▶ **EXERCISE DESCRIPTION**: Rewrite the passage on pain in babies and animals that begins with "So you are suggesting" and ends with "well, including invertebrates.", changing "analgesics" to "pain relievers".
____ PAGE EXCERPT
So you are suggesting that a baby does not have a high cognitive ability, so it can not experience pain? I don't don't think I need to argue that babies experience pain. A doctor wouldn't perform complex procedures on a baby without applying the appropriate analgesics. One can say "the child won't remember when it's older, so let's save some money and cancel the pain medication". However, the behavior of the child will change in response to the experience (the baby might even die, due to the stress). Other animals do so as well, including invertebrates.

Your example of the robot is not appropriate, since biology is much more complex than that. To illustrate, the following article has a thoughtful description: http://ilarjournal.oxfordjournals.org/content/52/2/175.full.pdf#page=1&view=FitH

In order to experience pain one must first have the receptors and nervous system to process the information from the noxious stimulus. Then there must be physiological changes in response: stress, followed by avoidance learning and prolonged memory. These processes happen in primitive animals as well.

I often meet people who belief that fruit flies cannot learn and that they don't have specific types of memory, but they do. Rejected male fruit flies even turn to alcohol, which stimulates the reward center in the brain (http://news.sciencemag.org/sciencenow/2012/03/sexually-rejected-flies-turn-to-.html ).
________
____ DATA FOR REVIEW
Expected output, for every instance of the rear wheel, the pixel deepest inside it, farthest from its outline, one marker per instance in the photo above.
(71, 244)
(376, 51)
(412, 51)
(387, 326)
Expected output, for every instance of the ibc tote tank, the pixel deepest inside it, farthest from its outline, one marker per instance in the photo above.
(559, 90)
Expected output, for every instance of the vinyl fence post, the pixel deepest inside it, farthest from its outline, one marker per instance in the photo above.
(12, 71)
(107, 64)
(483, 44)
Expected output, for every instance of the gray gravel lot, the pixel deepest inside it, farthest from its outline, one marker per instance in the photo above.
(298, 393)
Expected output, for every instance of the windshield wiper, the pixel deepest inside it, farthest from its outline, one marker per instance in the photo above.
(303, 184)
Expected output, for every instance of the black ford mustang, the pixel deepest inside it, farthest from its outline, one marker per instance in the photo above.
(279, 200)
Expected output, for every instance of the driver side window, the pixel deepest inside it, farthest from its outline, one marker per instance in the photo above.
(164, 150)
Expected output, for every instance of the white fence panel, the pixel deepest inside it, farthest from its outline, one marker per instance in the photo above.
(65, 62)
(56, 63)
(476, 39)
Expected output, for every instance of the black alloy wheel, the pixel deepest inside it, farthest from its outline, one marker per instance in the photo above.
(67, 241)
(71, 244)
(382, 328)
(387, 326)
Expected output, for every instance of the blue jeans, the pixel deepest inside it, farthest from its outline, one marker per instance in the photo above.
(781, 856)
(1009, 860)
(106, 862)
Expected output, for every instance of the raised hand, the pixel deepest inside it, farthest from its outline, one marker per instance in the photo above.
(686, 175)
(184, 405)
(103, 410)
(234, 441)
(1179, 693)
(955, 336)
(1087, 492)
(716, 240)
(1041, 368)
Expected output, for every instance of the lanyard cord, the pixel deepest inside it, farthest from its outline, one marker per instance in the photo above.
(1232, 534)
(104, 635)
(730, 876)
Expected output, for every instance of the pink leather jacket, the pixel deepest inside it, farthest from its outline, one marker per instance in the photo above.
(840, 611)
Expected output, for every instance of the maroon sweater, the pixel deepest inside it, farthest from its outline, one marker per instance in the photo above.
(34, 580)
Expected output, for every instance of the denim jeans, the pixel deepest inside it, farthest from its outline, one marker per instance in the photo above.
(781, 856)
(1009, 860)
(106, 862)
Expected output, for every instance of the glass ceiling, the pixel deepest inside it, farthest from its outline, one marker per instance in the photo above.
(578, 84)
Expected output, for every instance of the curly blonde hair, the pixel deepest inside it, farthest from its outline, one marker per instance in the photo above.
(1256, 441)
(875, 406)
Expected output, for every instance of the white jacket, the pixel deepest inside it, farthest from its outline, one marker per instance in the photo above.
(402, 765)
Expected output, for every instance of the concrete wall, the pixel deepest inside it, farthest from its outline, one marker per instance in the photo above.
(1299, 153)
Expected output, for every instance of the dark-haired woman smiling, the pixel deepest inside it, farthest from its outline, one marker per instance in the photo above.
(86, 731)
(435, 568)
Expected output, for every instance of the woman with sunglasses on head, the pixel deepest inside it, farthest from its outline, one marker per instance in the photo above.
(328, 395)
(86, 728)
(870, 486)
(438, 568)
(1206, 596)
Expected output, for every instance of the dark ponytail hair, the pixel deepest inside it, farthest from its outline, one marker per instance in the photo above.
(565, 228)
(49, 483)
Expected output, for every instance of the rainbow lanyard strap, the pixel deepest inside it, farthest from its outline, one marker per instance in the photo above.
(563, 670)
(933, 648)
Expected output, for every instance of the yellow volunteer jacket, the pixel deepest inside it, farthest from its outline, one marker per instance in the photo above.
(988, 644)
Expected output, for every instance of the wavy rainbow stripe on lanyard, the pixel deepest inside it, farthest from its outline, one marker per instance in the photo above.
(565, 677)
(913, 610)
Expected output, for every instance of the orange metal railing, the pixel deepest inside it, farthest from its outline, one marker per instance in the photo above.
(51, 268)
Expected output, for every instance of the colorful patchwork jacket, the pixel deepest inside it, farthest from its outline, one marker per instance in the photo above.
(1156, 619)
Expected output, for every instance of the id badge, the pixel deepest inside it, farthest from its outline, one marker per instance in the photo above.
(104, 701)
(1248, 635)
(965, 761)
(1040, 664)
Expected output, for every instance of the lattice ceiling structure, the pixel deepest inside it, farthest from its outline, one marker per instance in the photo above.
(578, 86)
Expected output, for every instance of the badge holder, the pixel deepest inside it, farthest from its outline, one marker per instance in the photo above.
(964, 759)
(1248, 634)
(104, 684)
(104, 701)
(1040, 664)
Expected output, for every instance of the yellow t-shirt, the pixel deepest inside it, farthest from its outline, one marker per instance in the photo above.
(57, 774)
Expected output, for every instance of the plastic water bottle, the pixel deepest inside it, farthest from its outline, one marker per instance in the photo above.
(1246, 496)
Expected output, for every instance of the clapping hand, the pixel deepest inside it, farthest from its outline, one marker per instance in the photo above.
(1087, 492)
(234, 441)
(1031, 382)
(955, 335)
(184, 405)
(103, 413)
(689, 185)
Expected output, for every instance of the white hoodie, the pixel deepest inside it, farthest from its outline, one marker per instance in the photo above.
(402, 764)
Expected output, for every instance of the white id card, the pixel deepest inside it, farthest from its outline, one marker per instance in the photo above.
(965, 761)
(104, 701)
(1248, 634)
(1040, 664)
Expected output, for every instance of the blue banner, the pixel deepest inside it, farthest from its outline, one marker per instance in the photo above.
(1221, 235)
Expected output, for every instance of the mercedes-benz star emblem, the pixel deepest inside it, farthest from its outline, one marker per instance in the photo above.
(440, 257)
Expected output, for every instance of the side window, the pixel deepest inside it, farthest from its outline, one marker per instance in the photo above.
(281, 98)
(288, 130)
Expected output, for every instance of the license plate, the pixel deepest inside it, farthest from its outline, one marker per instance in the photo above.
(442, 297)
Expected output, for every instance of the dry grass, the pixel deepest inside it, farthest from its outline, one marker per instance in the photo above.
________
▶ **REPLY**:
So you are suggesting that a baby does not have a high cognitive ability, so it can not experience pain? I don't don't think I need to argue that babies experience pain. A doctor wouldn't perform complex procedures on a baby without applying the appropriate pain relievers. One can say "the child won't remember when it's older, so let's save some money and cancel the pain medication". However, the behavior of the child will change in response to the experience (the baby might even die, due to the stress). Other animals do so as well, including invertebrates.